The answer must be the lines from the one containing "Tag one point" through the last line of the data below, copied exactly, with nothing else.

──────── Excerpted data ────────

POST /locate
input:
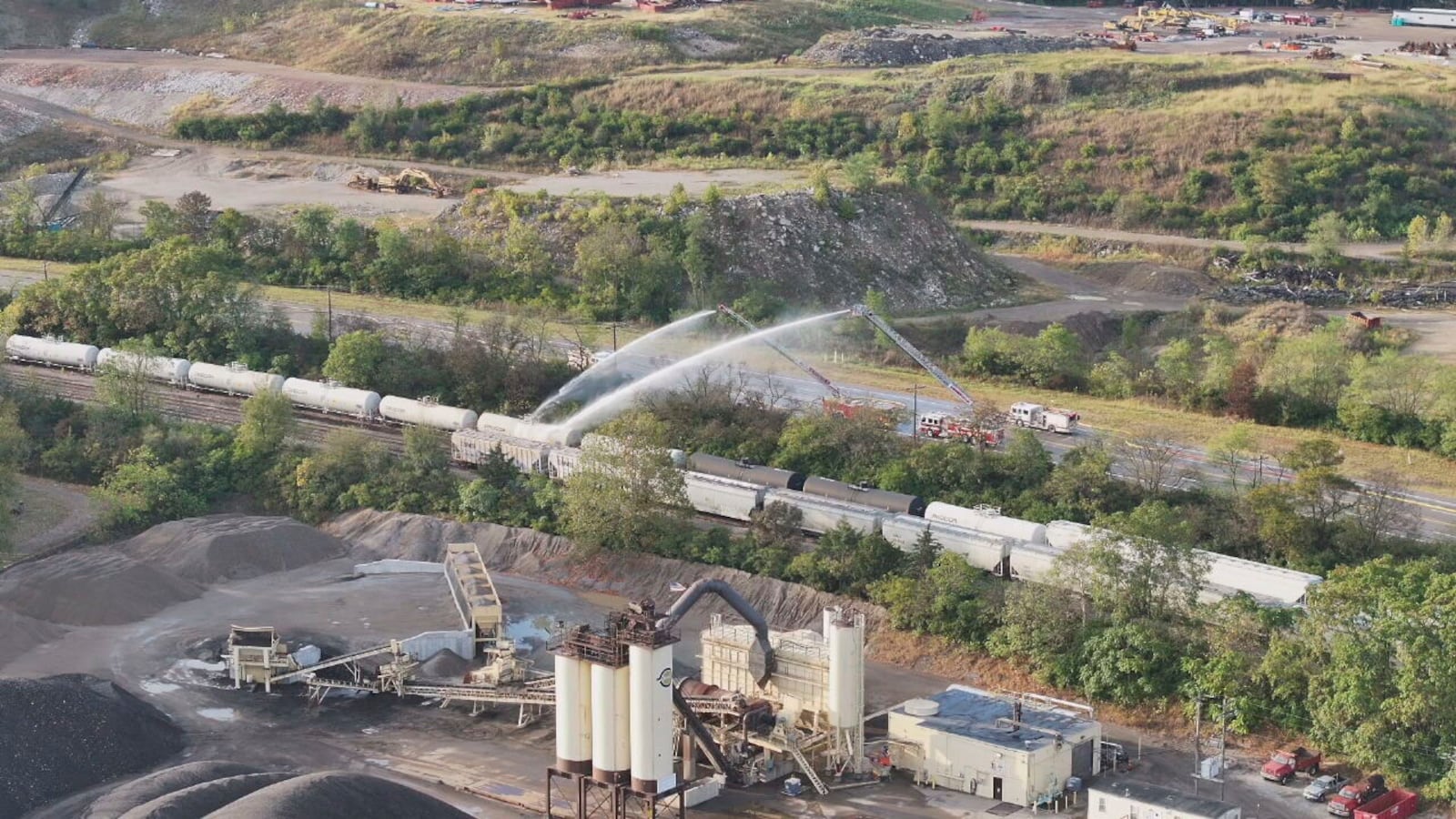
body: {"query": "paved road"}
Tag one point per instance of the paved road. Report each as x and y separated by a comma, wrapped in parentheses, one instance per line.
(1436, 513)
(1380, 251)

────────

• Solution to this problem:
Tag one point per instance of the paved road. Report each as x and y separated by a comma, wrapped in parentheses, one instance per line.
(1436, 513)
(1380, 251)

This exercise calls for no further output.